>> Begin Provided data
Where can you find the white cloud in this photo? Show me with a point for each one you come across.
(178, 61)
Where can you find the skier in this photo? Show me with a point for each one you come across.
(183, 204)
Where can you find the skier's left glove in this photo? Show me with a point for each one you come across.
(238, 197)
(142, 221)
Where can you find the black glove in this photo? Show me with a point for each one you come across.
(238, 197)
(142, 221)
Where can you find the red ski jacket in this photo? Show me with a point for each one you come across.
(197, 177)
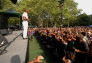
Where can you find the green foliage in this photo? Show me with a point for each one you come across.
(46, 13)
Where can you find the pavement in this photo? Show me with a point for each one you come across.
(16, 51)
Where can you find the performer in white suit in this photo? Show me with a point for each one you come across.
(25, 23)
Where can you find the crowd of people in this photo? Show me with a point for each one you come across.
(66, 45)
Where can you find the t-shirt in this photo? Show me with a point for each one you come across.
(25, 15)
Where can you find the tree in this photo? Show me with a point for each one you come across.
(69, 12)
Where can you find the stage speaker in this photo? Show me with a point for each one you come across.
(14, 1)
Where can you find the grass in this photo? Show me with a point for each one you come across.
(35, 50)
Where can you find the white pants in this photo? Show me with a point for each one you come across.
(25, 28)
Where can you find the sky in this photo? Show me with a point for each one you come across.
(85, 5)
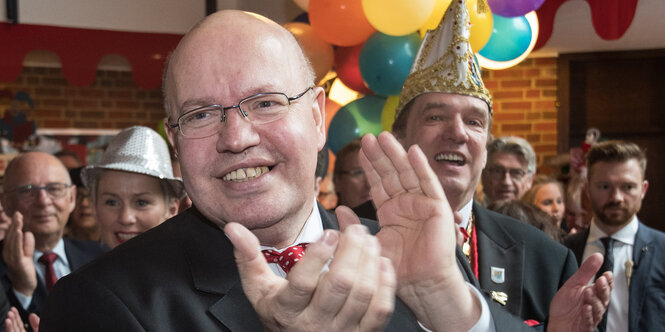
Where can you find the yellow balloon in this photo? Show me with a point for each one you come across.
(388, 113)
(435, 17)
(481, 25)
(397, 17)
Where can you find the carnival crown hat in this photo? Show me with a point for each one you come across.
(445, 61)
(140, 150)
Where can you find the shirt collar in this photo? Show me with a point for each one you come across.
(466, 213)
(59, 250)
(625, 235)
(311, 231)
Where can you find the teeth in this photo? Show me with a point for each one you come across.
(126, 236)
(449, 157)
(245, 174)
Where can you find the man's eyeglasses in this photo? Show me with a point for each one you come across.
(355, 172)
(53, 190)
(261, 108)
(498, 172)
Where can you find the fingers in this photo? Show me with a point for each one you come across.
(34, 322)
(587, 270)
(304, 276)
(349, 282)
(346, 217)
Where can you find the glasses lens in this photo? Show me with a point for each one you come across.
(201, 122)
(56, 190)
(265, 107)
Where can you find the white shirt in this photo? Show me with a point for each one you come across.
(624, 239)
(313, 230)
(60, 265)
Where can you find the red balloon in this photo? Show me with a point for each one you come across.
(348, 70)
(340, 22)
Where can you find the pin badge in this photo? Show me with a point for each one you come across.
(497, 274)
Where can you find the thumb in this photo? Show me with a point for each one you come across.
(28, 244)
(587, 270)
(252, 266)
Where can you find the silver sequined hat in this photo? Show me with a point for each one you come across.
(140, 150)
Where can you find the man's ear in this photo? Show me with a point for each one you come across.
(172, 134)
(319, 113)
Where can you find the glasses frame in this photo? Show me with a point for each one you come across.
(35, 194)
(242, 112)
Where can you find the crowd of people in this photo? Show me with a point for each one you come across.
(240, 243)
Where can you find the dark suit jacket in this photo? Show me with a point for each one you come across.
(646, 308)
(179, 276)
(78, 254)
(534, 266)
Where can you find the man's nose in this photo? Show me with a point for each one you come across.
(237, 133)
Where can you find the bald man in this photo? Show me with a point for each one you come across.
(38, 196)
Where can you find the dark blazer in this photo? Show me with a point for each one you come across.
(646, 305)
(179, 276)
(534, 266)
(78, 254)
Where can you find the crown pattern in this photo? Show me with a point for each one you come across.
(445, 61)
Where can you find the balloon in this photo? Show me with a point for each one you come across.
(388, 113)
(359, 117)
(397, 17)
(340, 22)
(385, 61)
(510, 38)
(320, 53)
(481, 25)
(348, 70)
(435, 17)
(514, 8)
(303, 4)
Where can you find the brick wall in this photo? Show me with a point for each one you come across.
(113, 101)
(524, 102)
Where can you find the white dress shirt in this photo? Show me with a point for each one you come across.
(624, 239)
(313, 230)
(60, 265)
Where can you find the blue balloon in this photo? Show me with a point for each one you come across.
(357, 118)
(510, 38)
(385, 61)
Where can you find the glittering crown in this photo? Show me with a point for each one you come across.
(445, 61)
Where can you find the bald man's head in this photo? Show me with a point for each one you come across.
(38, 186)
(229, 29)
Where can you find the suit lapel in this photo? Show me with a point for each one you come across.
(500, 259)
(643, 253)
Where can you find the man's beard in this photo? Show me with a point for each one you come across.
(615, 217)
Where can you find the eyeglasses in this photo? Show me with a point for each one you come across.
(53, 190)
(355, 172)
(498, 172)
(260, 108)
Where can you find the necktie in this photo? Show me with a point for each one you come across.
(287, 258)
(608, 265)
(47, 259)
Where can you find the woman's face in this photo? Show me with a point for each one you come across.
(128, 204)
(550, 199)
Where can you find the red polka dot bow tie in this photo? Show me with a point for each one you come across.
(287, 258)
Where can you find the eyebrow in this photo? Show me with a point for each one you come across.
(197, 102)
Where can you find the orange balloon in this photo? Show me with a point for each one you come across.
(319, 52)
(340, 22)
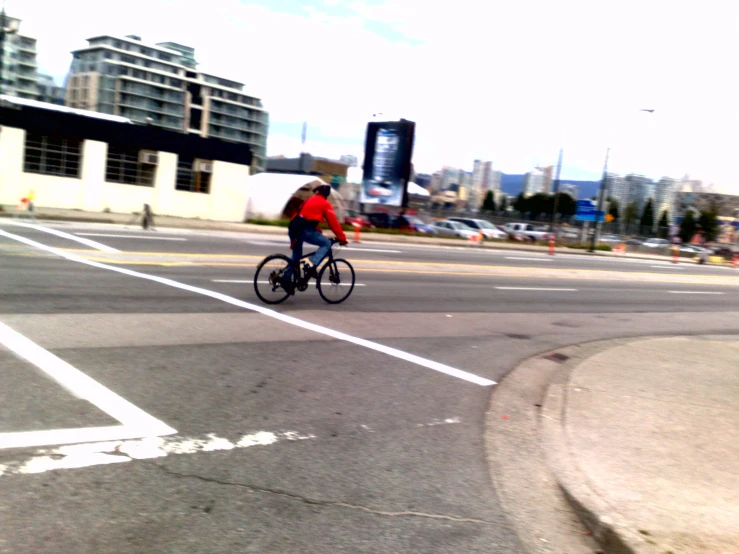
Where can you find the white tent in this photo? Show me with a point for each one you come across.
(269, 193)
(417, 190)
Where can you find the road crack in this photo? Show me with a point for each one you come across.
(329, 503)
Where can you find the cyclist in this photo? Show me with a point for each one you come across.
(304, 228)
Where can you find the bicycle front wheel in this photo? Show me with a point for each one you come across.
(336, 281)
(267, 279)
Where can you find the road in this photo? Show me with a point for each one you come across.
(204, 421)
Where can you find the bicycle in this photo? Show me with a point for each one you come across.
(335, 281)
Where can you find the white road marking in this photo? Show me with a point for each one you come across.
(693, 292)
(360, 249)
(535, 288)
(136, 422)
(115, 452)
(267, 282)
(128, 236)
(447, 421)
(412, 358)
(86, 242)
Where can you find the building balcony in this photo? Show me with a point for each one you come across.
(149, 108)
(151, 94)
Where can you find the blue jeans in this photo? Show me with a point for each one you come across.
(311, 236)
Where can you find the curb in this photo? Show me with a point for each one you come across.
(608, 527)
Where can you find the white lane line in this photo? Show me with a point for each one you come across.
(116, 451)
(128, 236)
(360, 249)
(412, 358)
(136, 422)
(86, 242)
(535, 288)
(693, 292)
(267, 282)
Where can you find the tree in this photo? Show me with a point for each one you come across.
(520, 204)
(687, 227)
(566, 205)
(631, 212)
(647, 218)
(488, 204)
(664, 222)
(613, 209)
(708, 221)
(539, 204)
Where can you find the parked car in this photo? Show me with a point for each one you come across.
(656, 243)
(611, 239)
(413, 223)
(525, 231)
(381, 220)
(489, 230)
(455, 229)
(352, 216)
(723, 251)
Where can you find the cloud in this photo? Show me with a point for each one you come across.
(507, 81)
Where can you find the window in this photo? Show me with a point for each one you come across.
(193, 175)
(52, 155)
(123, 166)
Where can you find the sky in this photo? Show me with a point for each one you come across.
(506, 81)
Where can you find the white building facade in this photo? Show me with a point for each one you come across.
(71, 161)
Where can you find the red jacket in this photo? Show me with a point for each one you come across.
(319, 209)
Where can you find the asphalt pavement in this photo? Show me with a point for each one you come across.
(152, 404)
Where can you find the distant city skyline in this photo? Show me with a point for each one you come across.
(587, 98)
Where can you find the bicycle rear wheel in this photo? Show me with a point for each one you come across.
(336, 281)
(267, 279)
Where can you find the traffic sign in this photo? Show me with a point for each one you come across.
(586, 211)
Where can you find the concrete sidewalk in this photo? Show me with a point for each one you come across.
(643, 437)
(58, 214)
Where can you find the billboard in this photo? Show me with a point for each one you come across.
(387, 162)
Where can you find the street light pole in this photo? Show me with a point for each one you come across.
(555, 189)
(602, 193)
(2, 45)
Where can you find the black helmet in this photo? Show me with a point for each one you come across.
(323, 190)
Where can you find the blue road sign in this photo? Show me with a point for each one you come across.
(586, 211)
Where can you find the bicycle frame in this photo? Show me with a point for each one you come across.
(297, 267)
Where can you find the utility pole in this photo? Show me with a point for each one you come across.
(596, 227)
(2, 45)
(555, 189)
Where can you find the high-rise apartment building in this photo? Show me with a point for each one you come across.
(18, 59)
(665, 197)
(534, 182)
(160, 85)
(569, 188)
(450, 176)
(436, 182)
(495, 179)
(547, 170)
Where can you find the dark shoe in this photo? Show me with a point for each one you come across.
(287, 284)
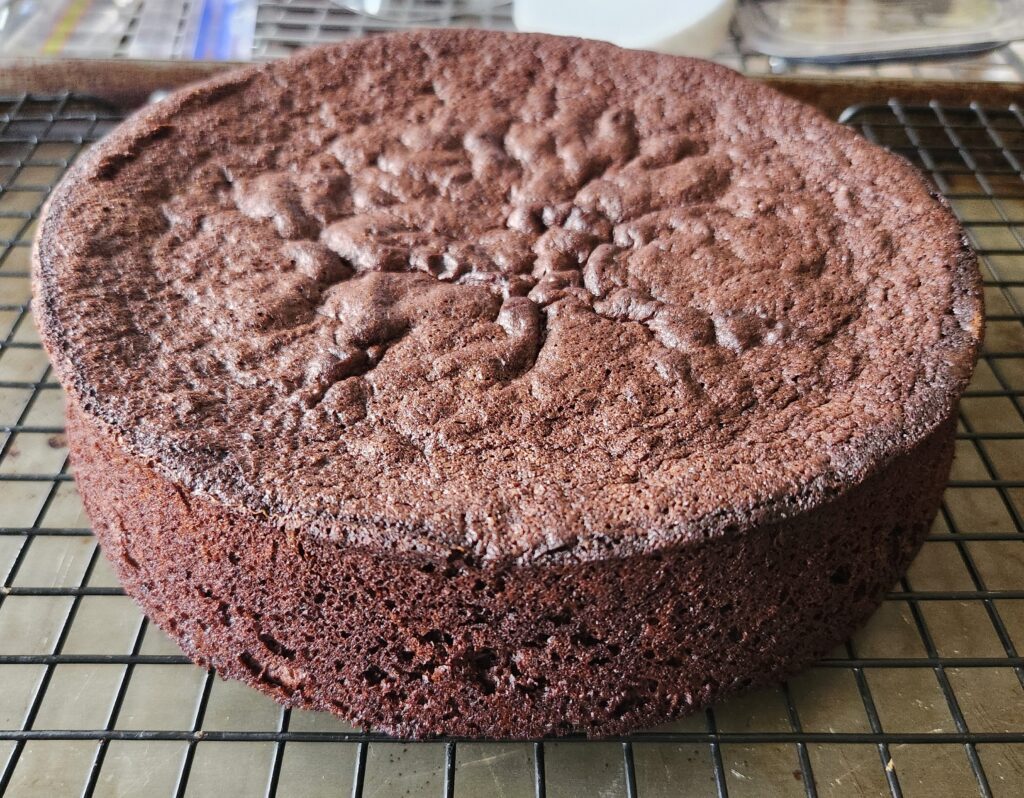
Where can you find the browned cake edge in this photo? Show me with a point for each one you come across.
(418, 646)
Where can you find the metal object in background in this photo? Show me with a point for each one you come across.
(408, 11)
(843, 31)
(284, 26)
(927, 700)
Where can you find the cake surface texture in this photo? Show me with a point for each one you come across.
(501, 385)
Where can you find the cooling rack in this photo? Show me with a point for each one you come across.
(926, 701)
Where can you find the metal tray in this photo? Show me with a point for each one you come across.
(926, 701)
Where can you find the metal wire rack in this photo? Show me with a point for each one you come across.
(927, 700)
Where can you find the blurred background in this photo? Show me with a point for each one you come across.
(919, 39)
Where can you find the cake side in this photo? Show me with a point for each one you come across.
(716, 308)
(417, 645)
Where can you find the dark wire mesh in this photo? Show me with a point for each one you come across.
>> End Provided data
Exercise - Going from the line with "Where can you find the high-rise" to the last line of the listing, write out each line exactly and nothing else. Leave out all pictures.

Task output -
Where can you find the high-rise apartment building in this photo? Show me with a point for each one you come across.
(18, 59)
(665, 197)
(534, 182)
(160, 85)
(569, 188)
(450, 176)
(436, 182)
(495, 179)
(547, 170)
Where can you find the dark shoe in this photo? Show me with a point for each one you come across.
(287, 284)
Where can you find the browned cake edge in this photo? Show me with a point for each one you come across.
(418, 646)
Where can you find the metal object in background in this photo? Show me with a point for each one you come across.
(408, 11)
(843, 31)
(284, 26)
(927, 700)
Where can you find the cake surface texture in this photo? Show me with a point for each one you come across.
(501, 385)
Where can you find the cooling rack in this photo? Show me with a point for each one you come across.
(926, 701)
Where can you find the metal tray in this photo? Show me with a point for each one you come across.
(926, 701)
Where can you find the metal wire rack in this photo? Show me with a point for each one you come across.
(927, 700)
Where can you find the blurred background in this photo? Show me with a point for each one you come across.
(919, 39)
Where can you find the cake side in this photo? Show me with a point for each one you come across.
(716, 308)
(417, 645)
Where can you find the dark wire mesh in this photo? Show me with a point for each one you come across.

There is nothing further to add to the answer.